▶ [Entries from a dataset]
====

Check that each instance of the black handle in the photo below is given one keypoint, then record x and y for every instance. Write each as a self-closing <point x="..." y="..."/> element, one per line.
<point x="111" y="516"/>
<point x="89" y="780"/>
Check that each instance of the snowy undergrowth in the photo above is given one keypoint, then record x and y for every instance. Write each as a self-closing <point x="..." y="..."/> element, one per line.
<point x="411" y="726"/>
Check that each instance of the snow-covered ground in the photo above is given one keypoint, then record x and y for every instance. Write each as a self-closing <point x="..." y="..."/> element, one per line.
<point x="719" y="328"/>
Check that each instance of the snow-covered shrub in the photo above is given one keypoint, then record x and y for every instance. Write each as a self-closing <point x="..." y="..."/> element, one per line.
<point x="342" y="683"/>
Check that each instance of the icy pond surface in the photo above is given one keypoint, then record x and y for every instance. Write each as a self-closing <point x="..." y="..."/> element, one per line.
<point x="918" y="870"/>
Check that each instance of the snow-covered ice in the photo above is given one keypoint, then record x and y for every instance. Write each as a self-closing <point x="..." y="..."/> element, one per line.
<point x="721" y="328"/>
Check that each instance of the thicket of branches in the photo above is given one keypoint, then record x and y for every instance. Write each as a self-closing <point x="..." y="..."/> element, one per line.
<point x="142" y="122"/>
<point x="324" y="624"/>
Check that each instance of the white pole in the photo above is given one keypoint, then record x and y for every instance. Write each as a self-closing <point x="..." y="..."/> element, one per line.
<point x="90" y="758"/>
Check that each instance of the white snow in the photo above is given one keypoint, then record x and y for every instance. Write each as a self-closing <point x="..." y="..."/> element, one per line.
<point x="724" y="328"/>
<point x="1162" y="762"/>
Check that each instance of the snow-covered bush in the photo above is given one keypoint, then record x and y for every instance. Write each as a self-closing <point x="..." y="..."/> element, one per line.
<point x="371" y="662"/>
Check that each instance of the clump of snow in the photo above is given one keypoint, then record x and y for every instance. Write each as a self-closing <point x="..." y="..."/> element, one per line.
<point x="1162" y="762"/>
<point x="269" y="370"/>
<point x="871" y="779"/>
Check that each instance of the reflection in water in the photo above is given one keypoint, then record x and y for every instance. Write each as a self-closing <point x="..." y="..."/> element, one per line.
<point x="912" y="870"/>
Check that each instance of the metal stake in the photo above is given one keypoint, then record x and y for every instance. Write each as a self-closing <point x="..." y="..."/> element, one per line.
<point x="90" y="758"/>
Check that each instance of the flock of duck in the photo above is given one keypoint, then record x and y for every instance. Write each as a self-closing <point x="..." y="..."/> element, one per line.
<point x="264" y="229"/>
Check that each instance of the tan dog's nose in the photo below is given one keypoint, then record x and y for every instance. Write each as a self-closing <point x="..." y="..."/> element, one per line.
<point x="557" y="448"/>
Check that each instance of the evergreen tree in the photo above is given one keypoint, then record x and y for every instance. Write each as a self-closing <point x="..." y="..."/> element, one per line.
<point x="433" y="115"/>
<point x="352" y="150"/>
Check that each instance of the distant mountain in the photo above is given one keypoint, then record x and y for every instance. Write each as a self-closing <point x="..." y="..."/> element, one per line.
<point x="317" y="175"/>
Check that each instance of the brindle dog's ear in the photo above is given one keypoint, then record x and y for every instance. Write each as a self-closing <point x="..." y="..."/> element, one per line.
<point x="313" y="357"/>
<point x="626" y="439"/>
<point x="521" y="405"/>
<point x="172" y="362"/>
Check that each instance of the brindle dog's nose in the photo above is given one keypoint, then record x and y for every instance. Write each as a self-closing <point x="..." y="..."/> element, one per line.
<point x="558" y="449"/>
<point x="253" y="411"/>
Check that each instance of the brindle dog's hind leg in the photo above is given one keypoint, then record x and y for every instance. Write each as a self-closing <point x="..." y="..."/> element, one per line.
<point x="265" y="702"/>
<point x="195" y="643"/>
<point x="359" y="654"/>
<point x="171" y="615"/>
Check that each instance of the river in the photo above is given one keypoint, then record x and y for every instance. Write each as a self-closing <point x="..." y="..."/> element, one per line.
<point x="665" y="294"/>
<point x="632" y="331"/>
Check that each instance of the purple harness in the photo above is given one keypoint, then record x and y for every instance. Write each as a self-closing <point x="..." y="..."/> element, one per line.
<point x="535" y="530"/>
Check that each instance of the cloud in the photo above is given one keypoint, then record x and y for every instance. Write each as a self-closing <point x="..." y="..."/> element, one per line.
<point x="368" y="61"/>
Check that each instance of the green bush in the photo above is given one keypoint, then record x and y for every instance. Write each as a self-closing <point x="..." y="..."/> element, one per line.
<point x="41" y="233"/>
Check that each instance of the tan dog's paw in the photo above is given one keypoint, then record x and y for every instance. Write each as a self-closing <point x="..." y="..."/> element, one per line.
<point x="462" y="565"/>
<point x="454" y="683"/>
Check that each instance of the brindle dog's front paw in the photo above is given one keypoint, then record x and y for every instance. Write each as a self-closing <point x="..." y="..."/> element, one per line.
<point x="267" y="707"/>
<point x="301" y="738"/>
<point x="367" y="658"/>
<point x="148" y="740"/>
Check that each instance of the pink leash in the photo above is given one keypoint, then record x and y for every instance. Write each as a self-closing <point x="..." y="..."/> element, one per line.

====

▶ [Exercise brief] Repeat all of the records above exactly as they appear.

▶ [Answer below]
Check that each instance of the black handle in the photo below is given one keypoint, then record x and y for every instance. Write each as a self-closing <point x="..." y="..."/> element, one per line.
<point x="111" y="516"/>
<point x="89" y="780"/>
Check that each instance of the snowy undergrowth in the photo above is given one keypoint, then record x and y for every instance. Write each as a self-closing <point x="..." y="..."/> element, one per line.
<point x="411" y="726"/>
Check that each instance of the snow-covered ground in the photo above is given one keypoint, then record x and y for every instance. Write each as a self-closing <point x="..." y="..."/> element, one per line.
<point x="719" y="328"/>
Check that each instance of the snow-covered shrub in the photo above is given one keypoint, then record x and y for every instance. Write each as a self-closing <point x="..." y="..."/> element, one per line.
<point x="342" y="683"/>
Check that each instance of the icy pond surface in the photo above is given one keypoint, then record x and y for every instance. Write each as a self-closing <point x="..." y="..."/> element, one per line.
<point x="918" y="870"/>
Check that each instance of the snow-covered ice in the photo above is given one keypoint, then record x and y for every instance. Write each as a self-closing <point x="..." y="..."/> element, one per line.
<point x="721" y="328"/>
Check that each instance of the thicket of branches in the photo above is given one keypoint, then record x and y for every instance. Write each as a self-closing <point x="..." y="..."/> element, one per line.
<point x="142" y="122"/>
<point x="324" y="624"/>
Check that each instance of the white pole in the photo above is given one keypoint, then record x and y for every instance. Write each as a self-closing <point x="..." y="..."/> element, one per line.
<point x="90" y="758"/>
Check that each instance of the white snow in the photo above is given one keypoint, then record x and y for every instance. Write each as a self-closing <point x="..." y="..."/> element, one per line.
<point x="724" y="328"/>
<point x="1162" y="762"/>
Check that each instance of the snow-covered bush in the photo above is given one keypoint, then record x and y for every instance. Write each as a self-closing <point x="..." y="..."/> element, one per line.
<point x="371" y="662"/>
Check that each instance of the clump of snow in the photo above is given one keypoint, then record x and y for every instance. Write each as a self-closing <point x="..." y="..."/> element, one per line.
<point x="1162" y="762"/>
<point x="269" y="370"/>
<point x="871" y="779"/>
Check that each instance of the reflection in water in the photo above is given one keypoint, then record x and y for every instance. Write each as a self-closing <point x="..." y="..."/> element, one per line.
<point x="912" y="870"/>
Check that each instance of the metal stake in the photo above is given one keypoint, then record x and y for every instance. Write each as a self-closing <point x="..." y="..."/> element, one per line.
<point x="90" y="758"/>
Check that each instance of the flock of duck in the photo above is given one keypoint, then record x and y for every instance. Write each as a self-closing <point x="..." y="..."/> element, one per line.
<point x="264" y="229"/>
Check that each instance of the tan dog's nose in the photo below is given one keypoint, then record x and y for every instance. Write each as a self-closing <point x="..." y="..."/> element, one per line.
<point x="557" y="448"/>
Check that each instance of the evergreen tree in the photo above is given one keypoint, then record x and y for every instance. Write each as a self-closing <point x="..." y="..."/> element, one per line.
<point x="433" y="115"/>
<point x="352" y="150"/>
Check that each instance of the distant mountain in the photo above is given one keypoint, then record x and y for every instance. Write each as a self-closing <point x="..." y="..."/> element, one per line.
<point x="317" y="175"/>
Check that each instance of the brindle dog's ear in the photo above is given one keypoint, then record x and y for every instance. Write each as a self-closing <point x="..." y="..."/> element, one per line.
<point x="313" y="357"/>
<point x="626" y="439"/>
<point x="521" y="405"/>
<point x="172" y="362"/>
Check that each instance of the brindle dog's nose in the photo above is given one keypoint, then record x and y for every instance. Write each as a self-closing <point x="..." y="..."/> element, one per line.
<point x="558" y="449"/>
<point x="253" y="411"/>
Check that each instance of the brindle dog's hind leg in the photo above is given one keypoint, then record x and y for every instance. Write each as a self-closing <point x="..." y="..."/> element, one per line.
<point x="265" y="702"/>
<point x="195" y="643"/>
<point x="359" y="654"/>
<point x="171" y="615"/>
Check that each instance of the river in the photo above is given one keypoint, then record x and y for every instance. Write each as a self-closing <point x="..." y="..."/> element, one per line.
<point x="665" y="294"/>
<point x="632" y="331"/>
Check that each instance of the purple harness in the photo above is given one keypoint, then record x and y for every instance. Write each as a self-closing <point x="..." y="..."/> element, one per line.
<point x="535" y="530"/>
Check that each instance of the cloud in the photo above is given one keypoint, then record x and y for every instance. Write each as a self-closing <point x="..." y="..."/> element, one per line.
<point x="368" y="61"/>
Check that each instance of the green bush in the photo above is given one keypoint, then record x and y for every instance. Write each as a self-closing <point x="..." y="..."/> element, one per line.
<point x="41" y="233"/>
Check that each instance of the tan dog's paw in the photo above is given one keypoint, then record x and y for every instance. Write each as a self-closing <point x="..." y="..."/> element, one per line.
<point x="462" y="565"/>
<point x="454" y="683"/>
Check that each instance of the brindle dog's front paw in the photo above is given one keypoint, then record x and y for every instance. Write each as a self-closing <point x="..." y="..."/> element, one per line.
<point x="267" y="707"/>
<point x="301" y="738"/>
<point x="367" y="658"/>
<point x="148" y="740"/>
Check that each instance of the pink leash in the photo above is given one keypoint, then record x and y for every instance. Write each as a self-closing <point x="..." y="..."/> element, one per line.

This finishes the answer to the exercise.